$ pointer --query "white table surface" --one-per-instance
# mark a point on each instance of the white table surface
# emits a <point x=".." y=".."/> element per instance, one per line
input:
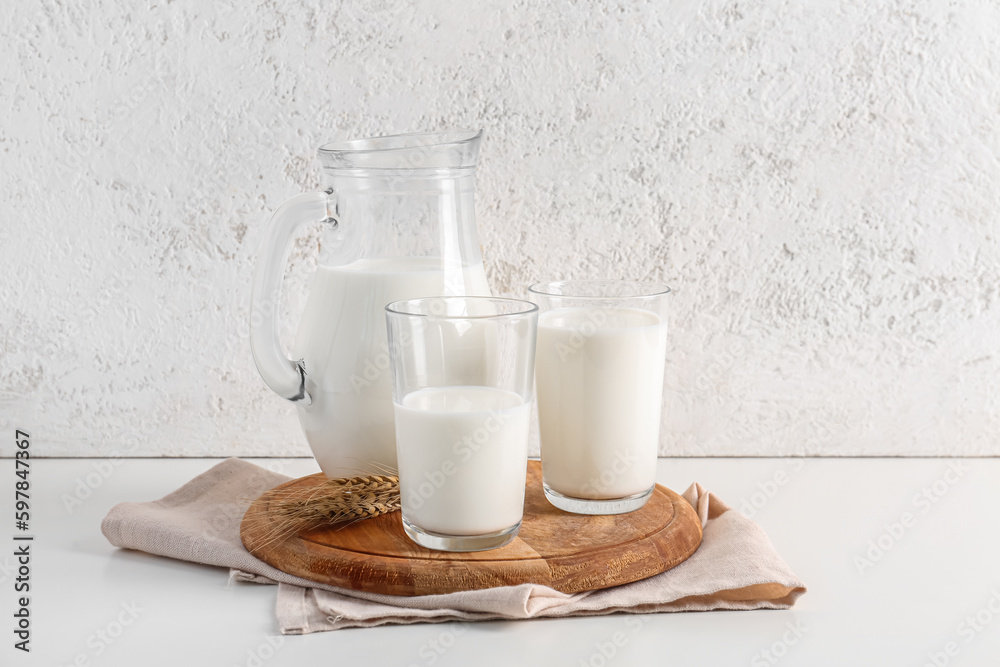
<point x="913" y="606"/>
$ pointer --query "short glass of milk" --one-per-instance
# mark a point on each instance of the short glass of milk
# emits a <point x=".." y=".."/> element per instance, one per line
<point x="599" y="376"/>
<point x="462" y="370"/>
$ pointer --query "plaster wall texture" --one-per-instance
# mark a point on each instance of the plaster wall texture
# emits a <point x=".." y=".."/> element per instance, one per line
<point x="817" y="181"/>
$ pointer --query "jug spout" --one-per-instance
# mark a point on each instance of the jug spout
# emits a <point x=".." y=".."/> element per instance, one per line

+ + + + + + +

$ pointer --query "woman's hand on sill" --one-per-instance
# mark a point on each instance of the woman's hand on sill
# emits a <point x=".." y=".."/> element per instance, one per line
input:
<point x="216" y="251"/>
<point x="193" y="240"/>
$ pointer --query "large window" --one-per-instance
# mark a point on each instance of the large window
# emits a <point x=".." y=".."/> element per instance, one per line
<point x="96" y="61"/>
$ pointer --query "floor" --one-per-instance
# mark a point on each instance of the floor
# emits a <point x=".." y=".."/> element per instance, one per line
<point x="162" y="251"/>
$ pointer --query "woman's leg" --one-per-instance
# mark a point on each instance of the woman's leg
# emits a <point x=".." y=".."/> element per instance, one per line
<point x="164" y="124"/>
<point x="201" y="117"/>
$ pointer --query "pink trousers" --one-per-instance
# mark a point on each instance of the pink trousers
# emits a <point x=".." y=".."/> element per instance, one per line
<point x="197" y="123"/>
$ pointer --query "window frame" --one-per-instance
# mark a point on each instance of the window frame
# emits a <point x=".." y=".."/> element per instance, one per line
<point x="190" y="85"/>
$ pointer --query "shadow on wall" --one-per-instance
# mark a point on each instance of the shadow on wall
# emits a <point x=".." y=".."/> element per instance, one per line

+ + + + + + +

Required work =>
Report how many lines in the listing include the word "floor". Give nothing but the count.

The answer =>
2